# EXTRACT
--------------------------------
Invasive snails found in pond

Last week, Washington Lakes Watershed Association was alerted that Chinese mystery snails were found in Washington Pond. Chinese mystery snails, also called Japanese or Oriental mystery snails, are a highly invasive species which interferes with food webs and competes with native snails for food and habitat.

They can transmit parasites and diseases to waterfowl. Chinese mystery snails give birth to live young and quickly form dense colonies, which can clog the screens on water-intake pipes and cause other mischief. They are 100% bad news.

Identifying Chinese mystery snails

Chinese mystery snails are a good size – from 1.5 inches to 2.25 inches in length, from tip of shell to tip of whorl, think walnut-ish. Their shell color is olive green to brown. They have six or seven whorls and no banding. Their operculum (trapdoor) is hard and, when closed, it seals the snail inside its shell where it can survive for at least several days.

Amazingly, they have been documented as living as long as nine weeks out of water. Chinese mystery snails seem to select soft, muddy or sandy bottoms of shallow quiet waters.

These snails are not likely to be misidentified using this description.
--------------------------------
# RECORDS PROVIDED
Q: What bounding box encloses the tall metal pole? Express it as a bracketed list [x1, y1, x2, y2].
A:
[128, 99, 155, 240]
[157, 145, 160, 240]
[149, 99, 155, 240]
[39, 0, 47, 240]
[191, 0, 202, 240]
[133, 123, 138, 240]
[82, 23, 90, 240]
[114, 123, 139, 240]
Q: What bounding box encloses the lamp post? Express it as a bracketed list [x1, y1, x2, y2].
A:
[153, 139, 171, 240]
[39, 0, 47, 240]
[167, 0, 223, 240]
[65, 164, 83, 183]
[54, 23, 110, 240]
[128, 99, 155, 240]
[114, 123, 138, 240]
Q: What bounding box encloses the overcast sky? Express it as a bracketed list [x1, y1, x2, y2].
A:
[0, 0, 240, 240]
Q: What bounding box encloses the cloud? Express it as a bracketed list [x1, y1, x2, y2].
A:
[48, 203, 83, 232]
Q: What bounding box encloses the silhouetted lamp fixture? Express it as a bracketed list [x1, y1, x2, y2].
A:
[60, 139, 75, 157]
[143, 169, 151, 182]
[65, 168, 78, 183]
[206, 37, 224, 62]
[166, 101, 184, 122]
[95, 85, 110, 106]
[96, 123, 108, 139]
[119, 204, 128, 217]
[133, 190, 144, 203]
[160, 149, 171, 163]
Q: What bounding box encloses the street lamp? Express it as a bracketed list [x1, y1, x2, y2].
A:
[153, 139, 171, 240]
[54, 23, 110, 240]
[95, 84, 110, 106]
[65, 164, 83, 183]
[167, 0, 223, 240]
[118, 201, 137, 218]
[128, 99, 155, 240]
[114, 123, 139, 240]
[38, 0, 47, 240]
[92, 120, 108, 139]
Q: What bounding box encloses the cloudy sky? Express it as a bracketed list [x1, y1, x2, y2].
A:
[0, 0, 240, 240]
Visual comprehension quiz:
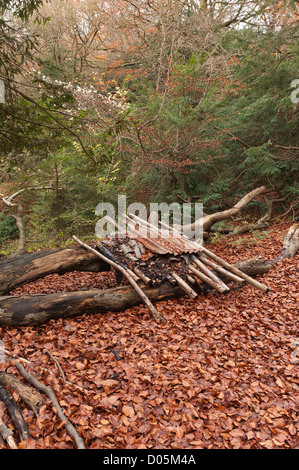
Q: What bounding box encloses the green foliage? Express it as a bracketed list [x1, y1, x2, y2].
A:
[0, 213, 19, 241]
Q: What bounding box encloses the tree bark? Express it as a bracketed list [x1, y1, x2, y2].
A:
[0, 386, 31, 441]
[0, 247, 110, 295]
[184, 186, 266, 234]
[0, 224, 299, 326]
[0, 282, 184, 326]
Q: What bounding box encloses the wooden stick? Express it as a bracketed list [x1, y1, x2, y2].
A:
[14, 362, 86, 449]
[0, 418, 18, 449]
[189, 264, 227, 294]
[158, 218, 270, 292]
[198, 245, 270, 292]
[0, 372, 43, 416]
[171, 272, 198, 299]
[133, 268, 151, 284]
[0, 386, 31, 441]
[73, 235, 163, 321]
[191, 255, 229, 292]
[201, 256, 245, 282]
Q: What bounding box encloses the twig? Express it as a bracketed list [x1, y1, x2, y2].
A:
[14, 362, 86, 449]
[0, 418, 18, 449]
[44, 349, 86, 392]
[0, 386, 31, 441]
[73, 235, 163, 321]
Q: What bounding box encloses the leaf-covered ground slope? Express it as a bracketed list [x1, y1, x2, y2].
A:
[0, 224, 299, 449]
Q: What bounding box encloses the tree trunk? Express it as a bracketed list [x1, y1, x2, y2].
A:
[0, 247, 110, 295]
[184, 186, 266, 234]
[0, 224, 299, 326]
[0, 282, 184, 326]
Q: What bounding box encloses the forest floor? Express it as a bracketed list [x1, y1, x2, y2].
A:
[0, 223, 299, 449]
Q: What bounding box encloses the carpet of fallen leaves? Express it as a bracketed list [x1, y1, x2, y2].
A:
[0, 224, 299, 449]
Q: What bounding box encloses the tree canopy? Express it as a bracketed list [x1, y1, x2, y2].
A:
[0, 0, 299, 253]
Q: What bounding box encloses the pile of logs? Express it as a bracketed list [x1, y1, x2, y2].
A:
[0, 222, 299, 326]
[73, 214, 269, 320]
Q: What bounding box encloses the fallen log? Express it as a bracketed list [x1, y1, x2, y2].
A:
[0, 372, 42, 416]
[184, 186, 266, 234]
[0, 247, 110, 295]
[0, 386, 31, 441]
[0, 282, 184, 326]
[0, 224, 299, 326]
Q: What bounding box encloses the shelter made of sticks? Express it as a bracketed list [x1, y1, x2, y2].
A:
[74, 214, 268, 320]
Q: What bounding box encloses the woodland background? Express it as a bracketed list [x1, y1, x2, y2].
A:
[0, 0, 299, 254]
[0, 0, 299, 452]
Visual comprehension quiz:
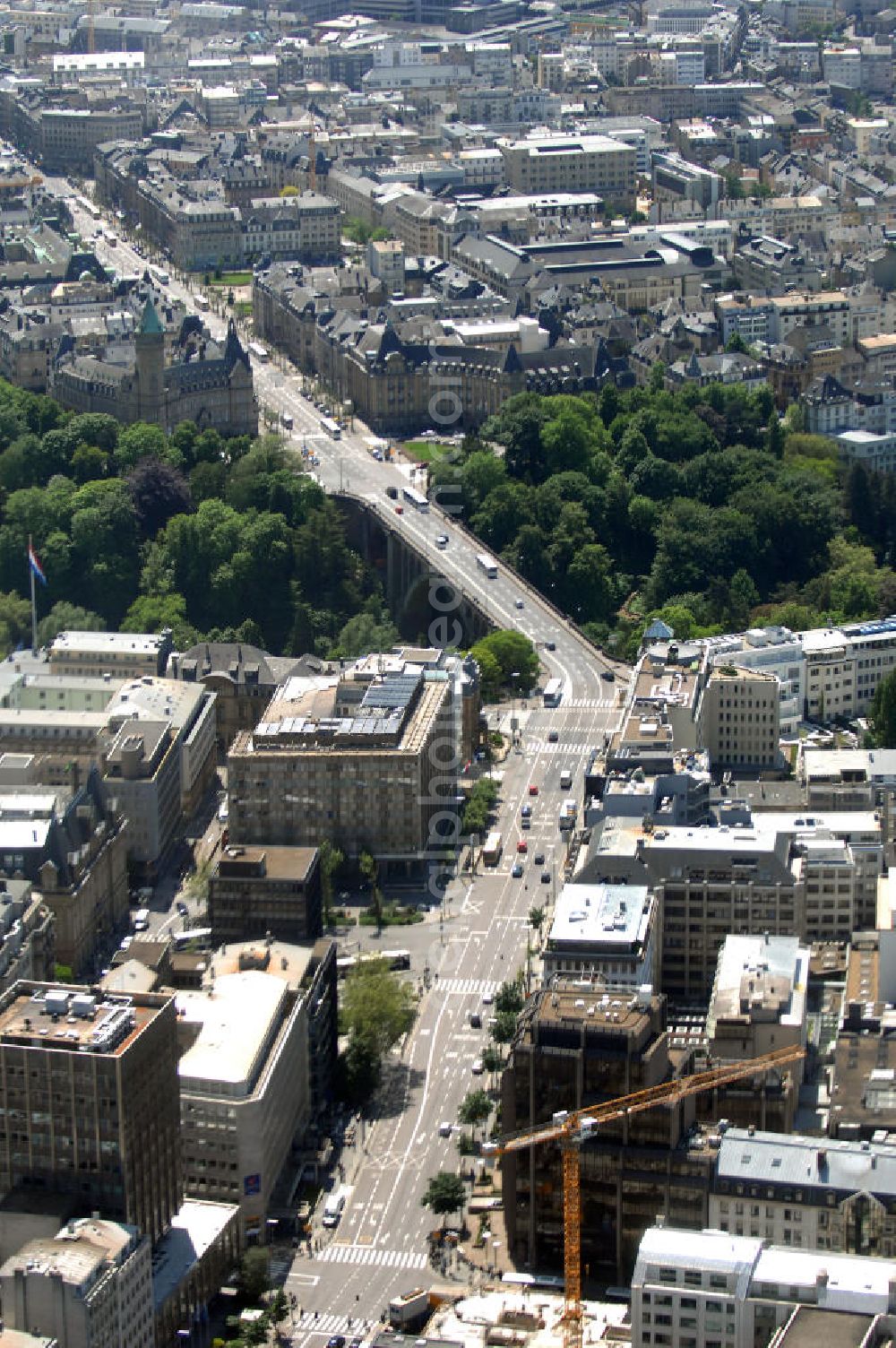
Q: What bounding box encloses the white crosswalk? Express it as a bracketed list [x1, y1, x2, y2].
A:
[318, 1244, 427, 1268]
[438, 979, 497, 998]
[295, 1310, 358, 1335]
--------------------------------
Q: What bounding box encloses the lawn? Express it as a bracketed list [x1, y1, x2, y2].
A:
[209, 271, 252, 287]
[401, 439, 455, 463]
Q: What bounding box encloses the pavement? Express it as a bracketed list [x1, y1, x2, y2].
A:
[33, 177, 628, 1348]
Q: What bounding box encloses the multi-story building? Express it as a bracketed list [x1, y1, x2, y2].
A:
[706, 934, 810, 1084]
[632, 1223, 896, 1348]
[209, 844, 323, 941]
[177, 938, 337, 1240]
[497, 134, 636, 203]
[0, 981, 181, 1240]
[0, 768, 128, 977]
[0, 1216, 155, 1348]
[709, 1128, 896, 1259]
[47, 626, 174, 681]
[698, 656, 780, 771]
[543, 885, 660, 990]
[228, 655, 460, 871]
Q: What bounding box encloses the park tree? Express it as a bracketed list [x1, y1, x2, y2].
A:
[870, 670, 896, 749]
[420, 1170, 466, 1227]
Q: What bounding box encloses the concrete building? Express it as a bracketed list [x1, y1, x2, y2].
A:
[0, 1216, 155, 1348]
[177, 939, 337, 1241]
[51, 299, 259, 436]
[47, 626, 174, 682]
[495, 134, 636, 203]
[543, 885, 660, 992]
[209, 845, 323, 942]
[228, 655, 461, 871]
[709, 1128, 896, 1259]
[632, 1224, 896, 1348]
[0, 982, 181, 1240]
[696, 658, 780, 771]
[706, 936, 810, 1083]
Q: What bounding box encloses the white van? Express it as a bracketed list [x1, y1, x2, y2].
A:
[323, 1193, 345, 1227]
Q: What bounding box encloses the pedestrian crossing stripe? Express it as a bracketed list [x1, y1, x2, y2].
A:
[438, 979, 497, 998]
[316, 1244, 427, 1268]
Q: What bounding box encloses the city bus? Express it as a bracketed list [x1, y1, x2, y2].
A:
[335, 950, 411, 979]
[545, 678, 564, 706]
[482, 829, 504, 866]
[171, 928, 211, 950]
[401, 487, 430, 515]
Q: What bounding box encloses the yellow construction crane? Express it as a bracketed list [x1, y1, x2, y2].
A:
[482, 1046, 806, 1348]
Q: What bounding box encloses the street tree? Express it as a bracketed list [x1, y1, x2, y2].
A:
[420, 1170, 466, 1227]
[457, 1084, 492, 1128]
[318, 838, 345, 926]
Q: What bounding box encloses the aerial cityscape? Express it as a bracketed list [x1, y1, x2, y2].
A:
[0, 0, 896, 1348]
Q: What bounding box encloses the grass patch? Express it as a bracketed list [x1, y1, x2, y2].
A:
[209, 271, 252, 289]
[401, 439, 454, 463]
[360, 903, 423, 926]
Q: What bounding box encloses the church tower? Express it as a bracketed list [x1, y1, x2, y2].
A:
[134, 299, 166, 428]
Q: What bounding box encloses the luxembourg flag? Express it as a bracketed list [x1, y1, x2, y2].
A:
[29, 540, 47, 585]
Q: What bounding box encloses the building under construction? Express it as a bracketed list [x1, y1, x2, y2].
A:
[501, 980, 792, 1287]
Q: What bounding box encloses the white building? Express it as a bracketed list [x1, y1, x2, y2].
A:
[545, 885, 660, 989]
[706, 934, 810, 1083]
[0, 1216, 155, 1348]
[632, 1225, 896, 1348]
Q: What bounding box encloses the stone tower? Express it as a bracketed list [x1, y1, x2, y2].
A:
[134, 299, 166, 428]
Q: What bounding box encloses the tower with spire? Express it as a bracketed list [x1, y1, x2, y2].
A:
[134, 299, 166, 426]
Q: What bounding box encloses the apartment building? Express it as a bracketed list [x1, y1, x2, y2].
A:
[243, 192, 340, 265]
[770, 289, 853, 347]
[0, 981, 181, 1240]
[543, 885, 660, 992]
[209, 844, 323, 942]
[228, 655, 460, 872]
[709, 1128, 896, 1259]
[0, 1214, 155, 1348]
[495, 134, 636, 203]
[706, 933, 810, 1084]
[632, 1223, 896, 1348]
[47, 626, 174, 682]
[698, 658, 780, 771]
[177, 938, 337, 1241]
--------------------------------
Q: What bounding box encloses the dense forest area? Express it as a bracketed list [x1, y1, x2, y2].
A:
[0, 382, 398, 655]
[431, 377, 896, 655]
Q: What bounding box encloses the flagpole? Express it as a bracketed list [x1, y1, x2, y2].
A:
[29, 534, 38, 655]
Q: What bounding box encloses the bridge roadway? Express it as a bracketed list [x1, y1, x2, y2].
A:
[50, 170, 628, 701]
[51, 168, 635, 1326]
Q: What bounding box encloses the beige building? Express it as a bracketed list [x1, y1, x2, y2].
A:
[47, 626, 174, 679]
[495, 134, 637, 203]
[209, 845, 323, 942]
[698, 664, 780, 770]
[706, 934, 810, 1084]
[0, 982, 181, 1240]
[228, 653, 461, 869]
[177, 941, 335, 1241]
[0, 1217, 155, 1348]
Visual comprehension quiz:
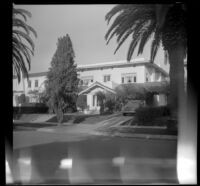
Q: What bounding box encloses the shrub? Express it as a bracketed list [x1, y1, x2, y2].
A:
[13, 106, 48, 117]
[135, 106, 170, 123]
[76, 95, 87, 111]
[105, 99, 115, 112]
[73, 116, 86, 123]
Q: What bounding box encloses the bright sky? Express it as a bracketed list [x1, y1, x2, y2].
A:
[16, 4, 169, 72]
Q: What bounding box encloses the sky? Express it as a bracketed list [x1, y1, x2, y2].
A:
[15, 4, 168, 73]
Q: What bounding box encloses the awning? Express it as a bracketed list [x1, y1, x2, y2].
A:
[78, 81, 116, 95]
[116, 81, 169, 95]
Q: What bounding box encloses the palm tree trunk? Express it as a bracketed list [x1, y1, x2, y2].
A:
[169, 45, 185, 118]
--------------------------------
# EXERCISE SET
**1.** List every physical feature of the shell or its trapdoor that the snail article gives for identifying Chinese mystery snails.
**2.** Answer these from the snail article:
(a) In which body of water were the snails found?
(b) How long have the snails been documented living out of water?
(c) What kind of bottoms do the snails seem to select?
**3.** Repeat the part of the snail article that runs from "They can transmit" up to and including "least several days.", word for word.

# OUTPUTS BY TASK
**1.**
- Length of 1.5 to 2.25 inches, from tip of shell to tip of whorl
- Shell color of olive green to brown
- Six or seven whorls
- No banding
- A hard operculum (trapdoor) that seals the snail inside its shell when closed

**2.**
(a) Washington Pond
(b) As long as nine weeks
(c) Soft, muddy or sandy bottoms of shallow quiet waters

**3.**
They can transmit parasites and diseases to waterfowl. Chinese mystery snails give birth to live young and quickly form dense colonies, which can clog the screens on water-intake pipes and cause other mischief. They are 100% bad news.

Identifying Chinese mystery snails

Chinese mystery snails are a good size – from 1.5 inches to 2.25 inches in length, from tip of shell to tip of whorl, think walnut-ish. Their shell color is olive green to brown. They have six or seven whorls and no banding. Their operculum (trapdoor) is hard and, when closed, it seals the snail inside its shell where it can survive for at least several days.